Set exercise — Starting with the line that contains "Wanted | a point on the dark background, one", reproduce each line through the end of the listing below, with no other output.

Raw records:
<<<<

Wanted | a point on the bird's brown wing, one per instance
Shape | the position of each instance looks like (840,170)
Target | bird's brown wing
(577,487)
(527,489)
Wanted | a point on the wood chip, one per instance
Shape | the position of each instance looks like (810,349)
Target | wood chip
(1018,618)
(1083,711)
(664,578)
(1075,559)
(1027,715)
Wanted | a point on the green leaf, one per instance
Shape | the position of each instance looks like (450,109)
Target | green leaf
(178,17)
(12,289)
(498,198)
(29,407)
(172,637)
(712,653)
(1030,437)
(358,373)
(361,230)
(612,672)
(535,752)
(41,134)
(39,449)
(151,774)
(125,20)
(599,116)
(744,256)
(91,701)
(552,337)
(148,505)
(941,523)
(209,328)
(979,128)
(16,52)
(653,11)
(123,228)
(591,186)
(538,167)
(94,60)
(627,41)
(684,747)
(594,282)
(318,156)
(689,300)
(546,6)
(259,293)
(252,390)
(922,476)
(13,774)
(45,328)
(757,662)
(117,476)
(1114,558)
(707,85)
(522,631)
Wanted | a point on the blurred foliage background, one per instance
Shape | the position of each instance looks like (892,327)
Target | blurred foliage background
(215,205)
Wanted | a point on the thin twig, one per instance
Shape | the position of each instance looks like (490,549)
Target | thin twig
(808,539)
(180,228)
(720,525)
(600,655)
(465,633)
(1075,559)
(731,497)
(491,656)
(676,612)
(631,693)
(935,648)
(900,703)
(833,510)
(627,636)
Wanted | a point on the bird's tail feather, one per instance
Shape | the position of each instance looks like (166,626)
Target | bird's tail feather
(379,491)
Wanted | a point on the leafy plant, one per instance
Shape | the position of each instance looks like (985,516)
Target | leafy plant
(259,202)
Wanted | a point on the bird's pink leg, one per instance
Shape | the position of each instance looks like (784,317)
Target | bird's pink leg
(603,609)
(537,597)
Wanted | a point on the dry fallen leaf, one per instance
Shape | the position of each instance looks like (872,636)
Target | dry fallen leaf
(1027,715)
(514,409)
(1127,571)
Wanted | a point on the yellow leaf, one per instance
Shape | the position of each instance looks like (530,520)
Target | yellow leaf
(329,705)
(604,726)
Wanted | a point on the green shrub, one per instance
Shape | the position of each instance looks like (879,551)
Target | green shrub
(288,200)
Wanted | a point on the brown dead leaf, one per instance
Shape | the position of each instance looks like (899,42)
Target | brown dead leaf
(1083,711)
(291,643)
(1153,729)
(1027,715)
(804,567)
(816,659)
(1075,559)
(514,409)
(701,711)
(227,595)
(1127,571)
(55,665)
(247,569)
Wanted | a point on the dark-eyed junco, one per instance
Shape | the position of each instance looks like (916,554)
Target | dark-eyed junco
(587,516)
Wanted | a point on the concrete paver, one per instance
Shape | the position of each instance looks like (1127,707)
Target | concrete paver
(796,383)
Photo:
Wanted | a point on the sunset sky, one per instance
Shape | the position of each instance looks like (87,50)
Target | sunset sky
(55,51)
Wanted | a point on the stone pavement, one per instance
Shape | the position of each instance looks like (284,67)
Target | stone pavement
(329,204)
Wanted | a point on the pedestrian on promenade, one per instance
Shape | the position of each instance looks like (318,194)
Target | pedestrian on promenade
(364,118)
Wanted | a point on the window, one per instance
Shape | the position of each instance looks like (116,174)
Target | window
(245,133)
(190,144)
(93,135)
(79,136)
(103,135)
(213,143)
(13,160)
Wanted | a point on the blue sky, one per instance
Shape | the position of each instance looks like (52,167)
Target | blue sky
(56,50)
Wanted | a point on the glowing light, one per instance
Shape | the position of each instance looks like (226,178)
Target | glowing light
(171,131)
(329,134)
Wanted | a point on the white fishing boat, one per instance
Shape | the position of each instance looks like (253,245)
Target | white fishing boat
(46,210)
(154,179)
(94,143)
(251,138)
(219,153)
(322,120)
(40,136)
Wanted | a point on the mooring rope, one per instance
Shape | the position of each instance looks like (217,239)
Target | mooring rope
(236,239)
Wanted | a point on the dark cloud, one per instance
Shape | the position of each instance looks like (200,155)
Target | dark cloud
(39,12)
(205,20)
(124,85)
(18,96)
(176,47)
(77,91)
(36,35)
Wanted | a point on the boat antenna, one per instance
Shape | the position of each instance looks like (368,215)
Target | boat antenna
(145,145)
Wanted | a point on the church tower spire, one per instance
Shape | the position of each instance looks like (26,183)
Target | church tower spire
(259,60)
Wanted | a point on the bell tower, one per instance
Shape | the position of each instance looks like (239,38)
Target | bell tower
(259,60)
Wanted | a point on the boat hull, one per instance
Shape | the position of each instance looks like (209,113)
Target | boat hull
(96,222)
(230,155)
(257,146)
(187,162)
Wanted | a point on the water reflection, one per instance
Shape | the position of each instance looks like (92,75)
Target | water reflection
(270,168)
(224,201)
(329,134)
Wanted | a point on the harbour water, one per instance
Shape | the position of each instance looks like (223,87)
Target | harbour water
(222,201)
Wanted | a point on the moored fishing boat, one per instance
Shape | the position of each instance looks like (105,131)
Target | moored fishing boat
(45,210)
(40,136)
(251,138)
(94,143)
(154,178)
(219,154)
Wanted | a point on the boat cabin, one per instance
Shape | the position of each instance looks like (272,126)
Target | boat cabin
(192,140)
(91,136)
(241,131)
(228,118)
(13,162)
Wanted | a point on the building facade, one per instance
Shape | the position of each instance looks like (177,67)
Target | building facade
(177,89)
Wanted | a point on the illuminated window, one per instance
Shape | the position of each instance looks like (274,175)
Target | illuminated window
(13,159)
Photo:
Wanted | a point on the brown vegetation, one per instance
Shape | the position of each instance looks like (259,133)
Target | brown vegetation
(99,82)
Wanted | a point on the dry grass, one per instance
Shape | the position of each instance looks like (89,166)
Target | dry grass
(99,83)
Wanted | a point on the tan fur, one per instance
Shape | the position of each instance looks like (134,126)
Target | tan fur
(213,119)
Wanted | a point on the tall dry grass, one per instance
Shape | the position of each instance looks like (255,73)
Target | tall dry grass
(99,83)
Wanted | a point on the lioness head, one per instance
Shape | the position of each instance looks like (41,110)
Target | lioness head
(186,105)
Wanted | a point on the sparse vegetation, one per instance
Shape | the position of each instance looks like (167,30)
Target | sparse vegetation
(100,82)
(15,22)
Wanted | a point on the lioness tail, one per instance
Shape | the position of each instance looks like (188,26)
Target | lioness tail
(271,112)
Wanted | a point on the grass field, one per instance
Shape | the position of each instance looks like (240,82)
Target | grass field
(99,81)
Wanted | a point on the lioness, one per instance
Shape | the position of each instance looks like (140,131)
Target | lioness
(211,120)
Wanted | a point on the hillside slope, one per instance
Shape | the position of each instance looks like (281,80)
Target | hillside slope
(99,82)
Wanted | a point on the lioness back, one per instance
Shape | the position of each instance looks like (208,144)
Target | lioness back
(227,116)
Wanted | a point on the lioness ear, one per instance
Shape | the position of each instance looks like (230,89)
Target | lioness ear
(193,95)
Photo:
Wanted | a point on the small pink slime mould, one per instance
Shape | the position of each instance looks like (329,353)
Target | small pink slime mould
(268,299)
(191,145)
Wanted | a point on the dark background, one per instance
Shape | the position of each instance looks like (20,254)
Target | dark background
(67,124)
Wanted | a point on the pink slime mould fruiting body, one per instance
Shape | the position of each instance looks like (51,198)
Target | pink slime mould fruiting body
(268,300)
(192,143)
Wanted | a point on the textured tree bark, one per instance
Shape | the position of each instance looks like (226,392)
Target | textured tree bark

>>>>

Result of the task —
Wanted | a point on the dark background, one per instance
Shape | the position of each instance looks like (20,254)
Target | dark background
(67,124)
Wanted | a point on the pink slime mould fruiting body, one per instance
Shape | the position of each instance looks like (51,198)
Target | pink slime mould fruiting body
(268,300)
(192,143)
Wanted | a point on the textured tree bark, one per instance
Shape | the position of each instance looks like (226,392)
Target | textured tree bark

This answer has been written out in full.